Output everything in the data exactly, leaving the pictures out.

····················

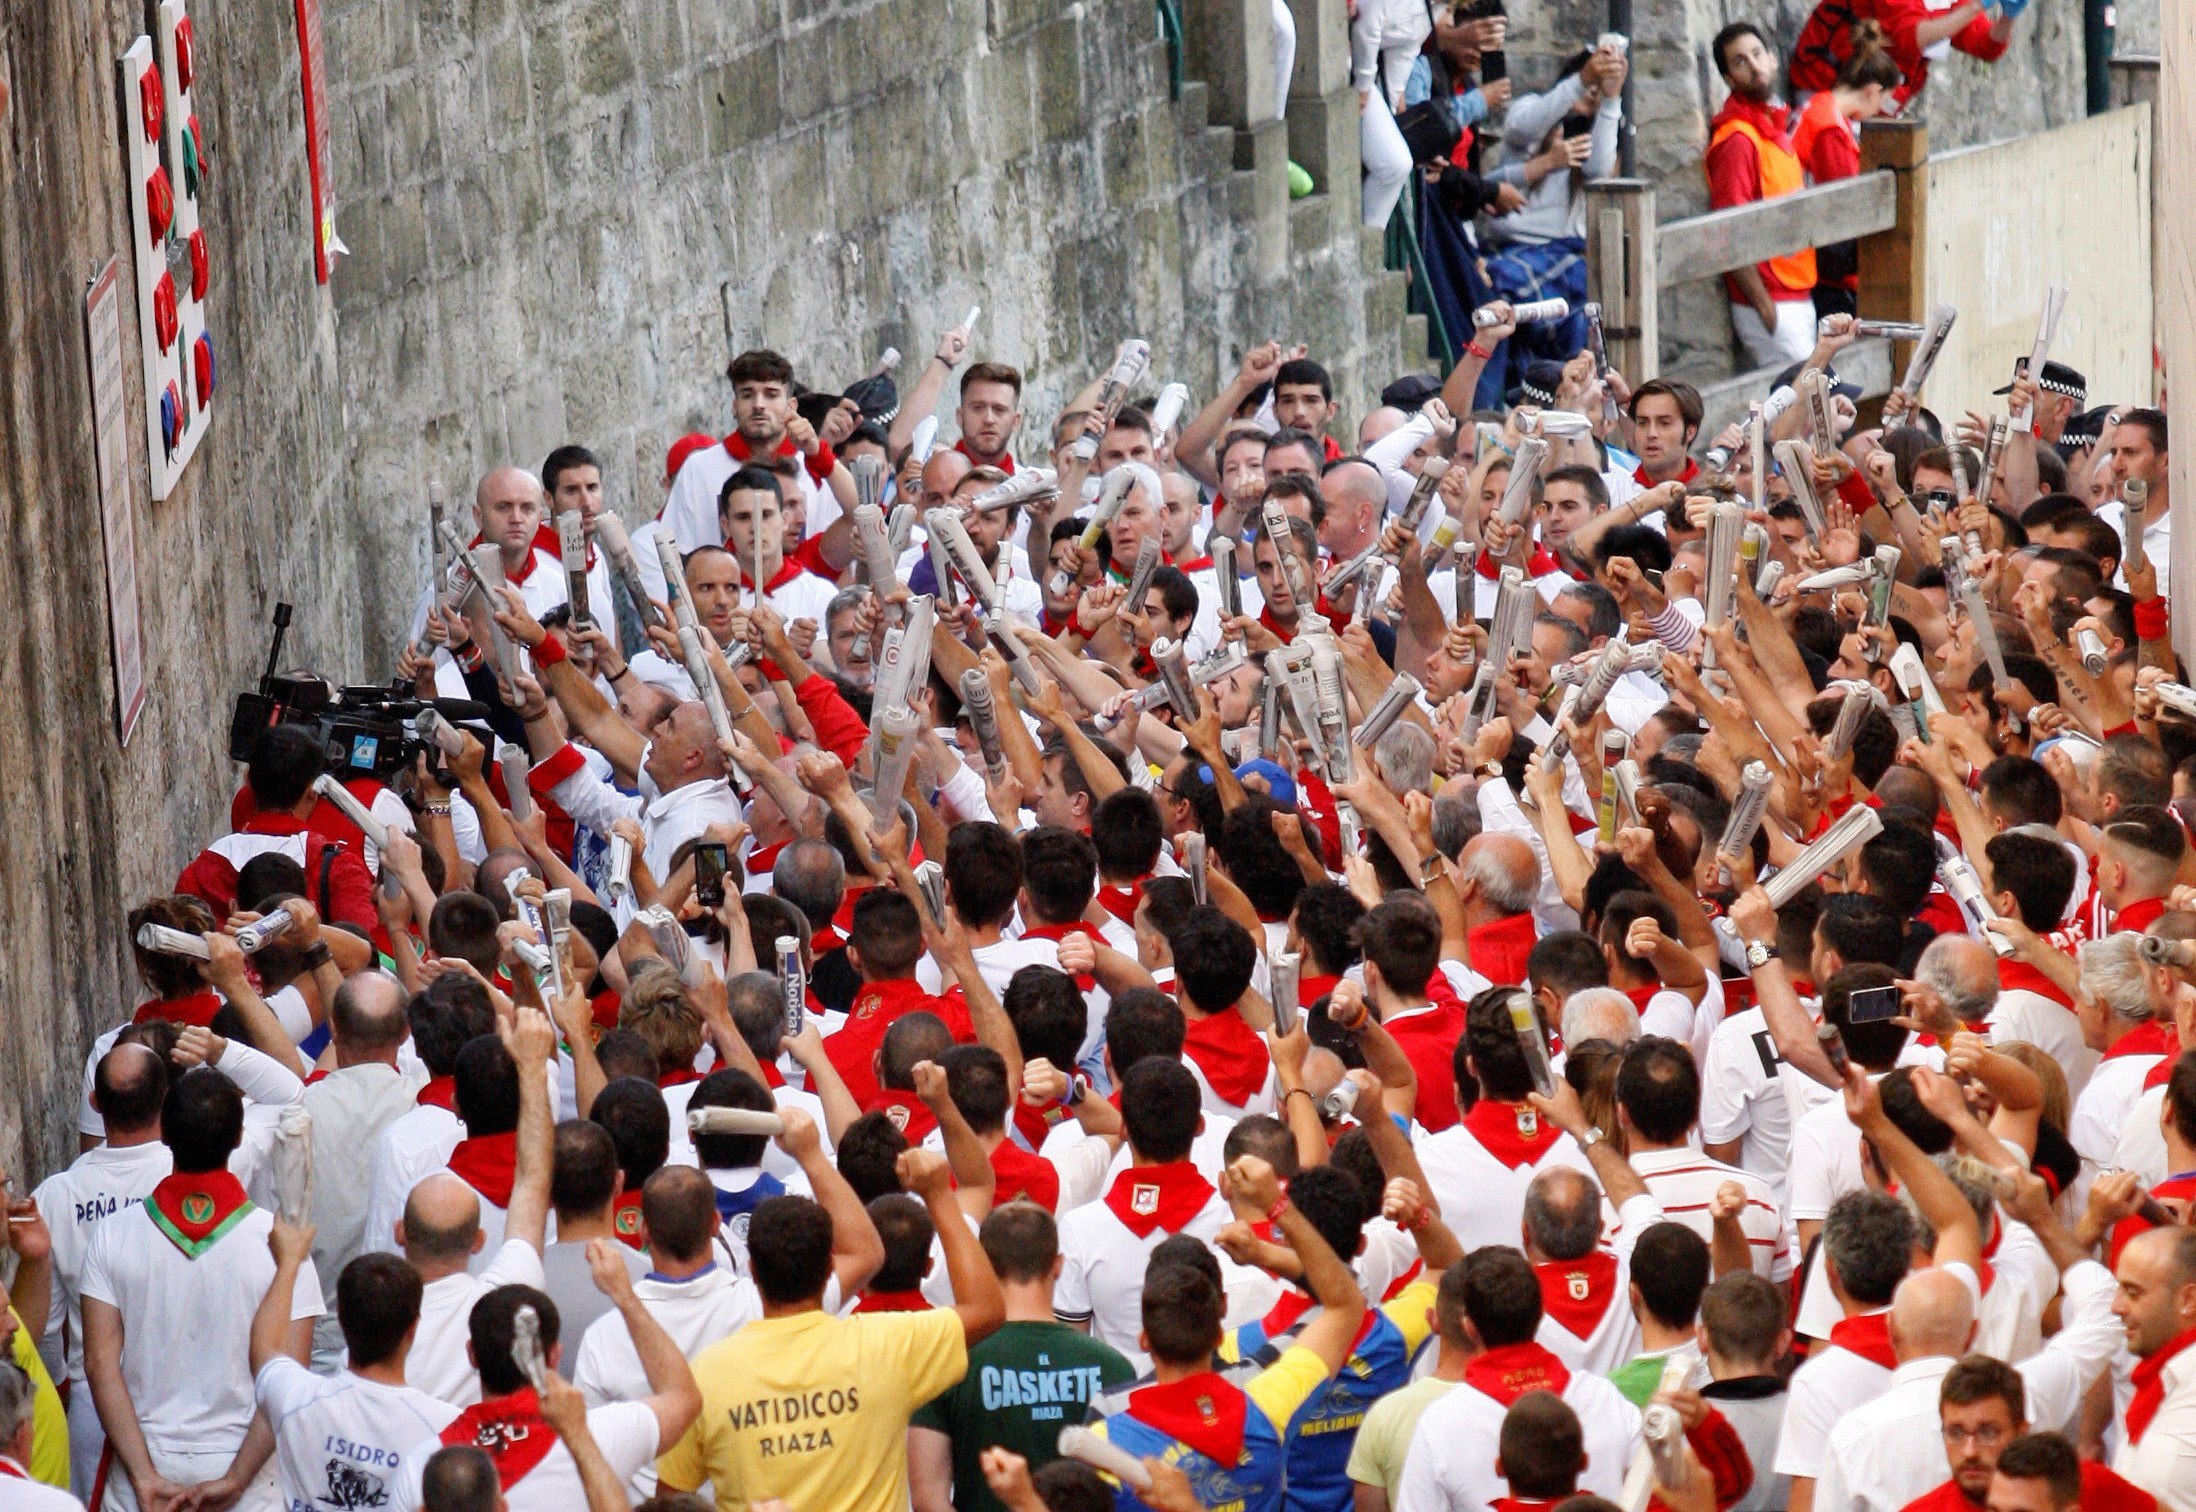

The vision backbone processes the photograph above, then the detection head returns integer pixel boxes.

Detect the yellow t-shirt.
[10,1307,69,1487]
[657,1306,968,1512]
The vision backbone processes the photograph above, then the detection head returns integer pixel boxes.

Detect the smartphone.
[1481,48,1507,81]
[694,842,729,908]
[1562,114,1594,139]
[1847,984,1902,1024]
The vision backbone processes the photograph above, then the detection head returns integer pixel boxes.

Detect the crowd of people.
[0,227,2185,1512]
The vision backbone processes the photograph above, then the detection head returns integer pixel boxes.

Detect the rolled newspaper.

····················

> **Exercise output**:
The vision backbone processes the photograph above, then the detection head returns integer pixel boxes.

Detect the yellow t-shirt.
[10,1307,69,1487]
[657,1306,968,1512]
The vision backbone processes the photograph above, then the detection head returns integer pixel boxes.

Detect the smartphone.
[1481,48,1507,81]
[694,842,729,908]
[1562,114,1594,139]
[1847,984,1902,1024]
The vision backbone processes the photograph above, then the detection head returns integer pixel boxes.

Detect the crowd of people.
[0,227,2185,1512]
The vision backbone processes the photograph above, then the detection head returns integer pixel boxes.

Detect the rolled newspaper.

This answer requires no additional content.